Договорились: идет девятого.

10 января. Вчера долго не спал. Переживал...

Когда, наконец, были подшиты мои брюки (они порядком обмахрились на обшлагах), я схватил карту для Парижской конференции, кошелку с бокалами и помчался в школу.

Около входа - Венка, Олег, Писнов, Мочалин, еще кто-то из наших и монтер. "Нет света!" Ну и ну... Пошел звонить на станцию. Оказалось - забыли подключить наш квартал. Рок!..

Время течет. Все мы погружены в уныние и безысходность. Монтер говорит: "Нужны резиновые перчатки" - и уходит. Уже стемнело... Что делать?.. Венка предлагает сумасшедший план: подключиться к уличным проводам...

Шесть. Начало седьмого. Иду искать Воронеля - его нет и нет, а в начале - его доклад о международном положении. Обыскал всю школу - нет его, не появлялся. А всюду стоят, разбившись на кучки, уныло щебечущие гости из разных школ города. Коридоры, зал, вестибюль - все погружено во тьму. Ну, - думаю, - конец! Летим в тартарары!...

Свет?.. Не будет света: монтер присоединил школу не к тем проводам!..

Что делать?.. В отчаянии решаем: играть при керосиновых лампах!

Лампы, лампы, лампы... Экзотика!

Грим, декорации... В зале нетерпеливо хлопают. Но хладнокровный, как истинный британец, Венка Ефимов объявляет: "Иду домой одеваться".

┄┄┄┄┄┄┄┄┄┄┄┄┄┄┄┄┄┄┄┄

Перепишите часть отрывка, которая начинается словами «Шесть. Начало седьмого.» и заканчивается словами «при керосиновых лампах!», заменив в ней «керосиновых лампах» на «свечах».

┄┄┄┄┄┄┄┄┄┄┄┄┄┄┄┄┄┄┄┄

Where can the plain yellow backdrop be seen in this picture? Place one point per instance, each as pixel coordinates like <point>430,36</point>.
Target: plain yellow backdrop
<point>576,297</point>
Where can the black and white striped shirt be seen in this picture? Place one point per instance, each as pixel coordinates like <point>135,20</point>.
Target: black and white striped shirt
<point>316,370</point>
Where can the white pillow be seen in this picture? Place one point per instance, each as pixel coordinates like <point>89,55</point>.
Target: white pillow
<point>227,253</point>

┄┄┄┄┄┄┄┄┄┄┄┄┄┄┄┄┄┄┄┄

**РЕШЕНИЕ ЗАДАНИЯ:**
Шесть. Начало седьмого. Иду искать Воронеля - его нет и нет, а в начале - его доклад о международном положении. Обыскал всю школу - нет его, не появлялся. А всюду стоят, разбившись на кучки, уныло щебечущие гости из разных школ города. Коридоры, зал, вестибюль - все погружено во тьму. Ну, - думаю, - конец! Летим в тартарары!...

Свет?.. Не будет света: монтер присоединил школу не к тем проводам!..

Что делать?.. В отчаянии решаем: играть при свечах!